The answer must consist of every line from the entries below that contains the word "corn".

═══ Data ═══

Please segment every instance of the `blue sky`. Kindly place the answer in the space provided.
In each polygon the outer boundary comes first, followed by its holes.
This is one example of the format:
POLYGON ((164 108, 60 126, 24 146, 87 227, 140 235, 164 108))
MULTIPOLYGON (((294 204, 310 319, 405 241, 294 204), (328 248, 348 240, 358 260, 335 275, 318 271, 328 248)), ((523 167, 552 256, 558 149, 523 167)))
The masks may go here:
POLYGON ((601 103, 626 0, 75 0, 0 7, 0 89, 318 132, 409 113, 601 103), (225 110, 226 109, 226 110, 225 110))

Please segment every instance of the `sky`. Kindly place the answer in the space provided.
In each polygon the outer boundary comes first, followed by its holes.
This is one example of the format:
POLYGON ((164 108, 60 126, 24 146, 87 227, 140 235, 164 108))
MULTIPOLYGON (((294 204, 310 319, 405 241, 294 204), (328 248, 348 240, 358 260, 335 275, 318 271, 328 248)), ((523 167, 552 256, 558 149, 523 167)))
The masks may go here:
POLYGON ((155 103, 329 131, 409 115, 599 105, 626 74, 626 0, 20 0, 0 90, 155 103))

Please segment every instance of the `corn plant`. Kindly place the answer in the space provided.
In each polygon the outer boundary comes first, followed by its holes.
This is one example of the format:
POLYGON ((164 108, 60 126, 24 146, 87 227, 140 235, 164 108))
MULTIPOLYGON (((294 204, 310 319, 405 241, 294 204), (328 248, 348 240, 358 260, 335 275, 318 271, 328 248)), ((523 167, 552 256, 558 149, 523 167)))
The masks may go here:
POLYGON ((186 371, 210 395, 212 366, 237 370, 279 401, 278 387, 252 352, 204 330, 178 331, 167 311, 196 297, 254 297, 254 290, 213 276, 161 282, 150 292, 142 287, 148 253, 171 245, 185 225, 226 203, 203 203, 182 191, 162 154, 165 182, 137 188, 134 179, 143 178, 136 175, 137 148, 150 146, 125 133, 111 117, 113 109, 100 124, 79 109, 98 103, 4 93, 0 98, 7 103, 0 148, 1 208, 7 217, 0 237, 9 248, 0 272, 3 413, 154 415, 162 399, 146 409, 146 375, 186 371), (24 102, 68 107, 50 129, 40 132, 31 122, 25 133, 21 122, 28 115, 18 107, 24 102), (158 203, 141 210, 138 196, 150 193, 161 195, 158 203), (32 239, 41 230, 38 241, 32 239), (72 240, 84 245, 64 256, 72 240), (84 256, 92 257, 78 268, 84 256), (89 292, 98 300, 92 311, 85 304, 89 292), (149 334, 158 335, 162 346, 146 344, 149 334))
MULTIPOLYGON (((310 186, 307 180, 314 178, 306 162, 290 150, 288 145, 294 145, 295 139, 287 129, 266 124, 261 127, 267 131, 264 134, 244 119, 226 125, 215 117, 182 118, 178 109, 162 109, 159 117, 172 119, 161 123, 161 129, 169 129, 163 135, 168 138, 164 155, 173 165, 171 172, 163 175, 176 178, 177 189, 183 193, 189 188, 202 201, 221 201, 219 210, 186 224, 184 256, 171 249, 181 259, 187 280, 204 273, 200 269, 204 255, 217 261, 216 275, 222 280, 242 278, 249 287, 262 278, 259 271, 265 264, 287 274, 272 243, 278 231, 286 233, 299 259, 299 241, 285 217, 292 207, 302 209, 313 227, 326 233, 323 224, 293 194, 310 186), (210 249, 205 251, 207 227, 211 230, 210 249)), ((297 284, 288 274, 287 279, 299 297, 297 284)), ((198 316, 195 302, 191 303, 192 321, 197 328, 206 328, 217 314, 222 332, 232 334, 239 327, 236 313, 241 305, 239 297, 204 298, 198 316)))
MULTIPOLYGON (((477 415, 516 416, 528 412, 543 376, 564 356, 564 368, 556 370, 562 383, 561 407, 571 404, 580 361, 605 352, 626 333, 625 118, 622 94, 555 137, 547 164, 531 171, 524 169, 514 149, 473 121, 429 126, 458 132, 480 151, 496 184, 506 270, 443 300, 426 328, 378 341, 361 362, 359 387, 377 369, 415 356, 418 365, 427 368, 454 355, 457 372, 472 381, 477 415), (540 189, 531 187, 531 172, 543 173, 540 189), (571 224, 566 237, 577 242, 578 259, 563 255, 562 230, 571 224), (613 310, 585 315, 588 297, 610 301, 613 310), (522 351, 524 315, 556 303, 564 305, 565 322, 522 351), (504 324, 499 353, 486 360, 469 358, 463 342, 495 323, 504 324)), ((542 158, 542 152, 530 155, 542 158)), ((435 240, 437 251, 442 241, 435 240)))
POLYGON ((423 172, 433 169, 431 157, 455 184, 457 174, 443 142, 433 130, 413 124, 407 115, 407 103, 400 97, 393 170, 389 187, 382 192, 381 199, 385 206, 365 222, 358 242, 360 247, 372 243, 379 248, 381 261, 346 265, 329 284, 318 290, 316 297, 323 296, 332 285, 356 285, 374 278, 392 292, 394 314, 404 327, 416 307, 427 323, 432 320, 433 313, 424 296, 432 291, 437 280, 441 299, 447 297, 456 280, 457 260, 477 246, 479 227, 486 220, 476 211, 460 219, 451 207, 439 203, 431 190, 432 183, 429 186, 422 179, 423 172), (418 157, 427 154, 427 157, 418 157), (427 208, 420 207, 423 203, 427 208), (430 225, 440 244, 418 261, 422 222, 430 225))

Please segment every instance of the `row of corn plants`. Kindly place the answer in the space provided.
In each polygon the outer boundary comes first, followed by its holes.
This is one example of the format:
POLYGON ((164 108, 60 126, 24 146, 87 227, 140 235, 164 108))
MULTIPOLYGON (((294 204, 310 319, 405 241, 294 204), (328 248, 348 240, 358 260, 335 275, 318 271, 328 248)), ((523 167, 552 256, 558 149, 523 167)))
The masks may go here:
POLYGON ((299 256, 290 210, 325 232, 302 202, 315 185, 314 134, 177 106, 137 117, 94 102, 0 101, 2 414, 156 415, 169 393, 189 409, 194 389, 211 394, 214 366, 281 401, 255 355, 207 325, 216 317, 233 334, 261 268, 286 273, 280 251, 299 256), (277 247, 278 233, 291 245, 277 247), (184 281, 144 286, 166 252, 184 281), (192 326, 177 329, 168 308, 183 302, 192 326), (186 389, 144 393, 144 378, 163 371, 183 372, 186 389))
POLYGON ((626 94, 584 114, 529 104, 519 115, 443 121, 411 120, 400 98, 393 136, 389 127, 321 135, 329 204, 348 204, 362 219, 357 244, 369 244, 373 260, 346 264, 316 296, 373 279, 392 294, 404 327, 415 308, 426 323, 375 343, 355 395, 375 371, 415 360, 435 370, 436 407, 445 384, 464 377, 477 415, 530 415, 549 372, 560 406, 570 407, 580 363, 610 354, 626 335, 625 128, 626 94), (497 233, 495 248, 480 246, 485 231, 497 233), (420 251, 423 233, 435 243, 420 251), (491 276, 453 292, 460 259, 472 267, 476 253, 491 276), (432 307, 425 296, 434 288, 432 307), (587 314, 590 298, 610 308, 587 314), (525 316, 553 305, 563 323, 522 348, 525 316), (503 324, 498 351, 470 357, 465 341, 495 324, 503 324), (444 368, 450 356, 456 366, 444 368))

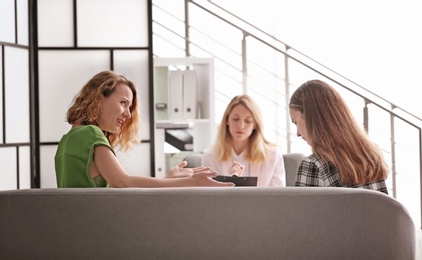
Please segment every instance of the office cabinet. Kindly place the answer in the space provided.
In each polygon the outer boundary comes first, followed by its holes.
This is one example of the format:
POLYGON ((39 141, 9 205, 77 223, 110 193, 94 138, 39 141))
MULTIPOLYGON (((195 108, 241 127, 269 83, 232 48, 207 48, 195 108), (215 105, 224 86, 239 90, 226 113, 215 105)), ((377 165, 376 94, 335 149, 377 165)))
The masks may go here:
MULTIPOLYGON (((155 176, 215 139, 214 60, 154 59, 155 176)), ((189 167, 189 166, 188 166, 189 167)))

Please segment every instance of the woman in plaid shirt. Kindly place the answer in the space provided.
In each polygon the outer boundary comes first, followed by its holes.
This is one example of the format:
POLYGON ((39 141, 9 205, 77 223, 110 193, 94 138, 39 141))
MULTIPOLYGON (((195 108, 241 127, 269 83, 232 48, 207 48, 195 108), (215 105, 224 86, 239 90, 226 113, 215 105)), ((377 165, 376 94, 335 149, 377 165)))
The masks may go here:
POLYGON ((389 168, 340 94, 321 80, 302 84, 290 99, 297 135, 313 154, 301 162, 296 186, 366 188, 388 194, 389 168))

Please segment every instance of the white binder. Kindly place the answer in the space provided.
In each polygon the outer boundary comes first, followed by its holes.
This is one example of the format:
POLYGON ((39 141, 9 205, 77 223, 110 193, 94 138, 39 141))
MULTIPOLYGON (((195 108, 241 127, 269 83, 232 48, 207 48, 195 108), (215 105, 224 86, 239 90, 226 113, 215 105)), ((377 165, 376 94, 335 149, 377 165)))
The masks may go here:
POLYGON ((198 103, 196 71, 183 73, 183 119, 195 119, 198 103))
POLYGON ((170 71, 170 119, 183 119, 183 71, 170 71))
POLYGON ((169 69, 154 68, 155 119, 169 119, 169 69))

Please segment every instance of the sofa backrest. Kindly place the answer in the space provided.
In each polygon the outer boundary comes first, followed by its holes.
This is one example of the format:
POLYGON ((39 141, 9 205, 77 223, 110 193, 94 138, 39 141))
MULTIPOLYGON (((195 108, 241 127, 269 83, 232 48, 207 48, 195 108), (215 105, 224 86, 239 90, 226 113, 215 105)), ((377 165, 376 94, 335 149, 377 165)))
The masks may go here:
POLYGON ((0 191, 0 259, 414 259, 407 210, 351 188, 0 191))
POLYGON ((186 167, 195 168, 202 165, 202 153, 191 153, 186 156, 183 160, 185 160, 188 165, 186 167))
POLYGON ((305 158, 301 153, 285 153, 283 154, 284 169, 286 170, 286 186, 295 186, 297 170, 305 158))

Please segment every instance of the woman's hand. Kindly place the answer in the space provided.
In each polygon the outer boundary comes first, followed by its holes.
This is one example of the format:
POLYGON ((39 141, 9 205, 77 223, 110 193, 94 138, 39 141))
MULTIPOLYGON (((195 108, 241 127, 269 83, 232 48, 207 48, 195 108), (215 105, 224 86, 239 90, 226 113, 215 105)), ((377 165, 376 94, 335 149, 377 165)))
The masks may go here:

═══

Written answer —
Please segment every instance of the `corn plant`. Kindly place the answer in the space provided.
Please segment every instance of the `row of corn plants`. Kindly place the answer in the space provided.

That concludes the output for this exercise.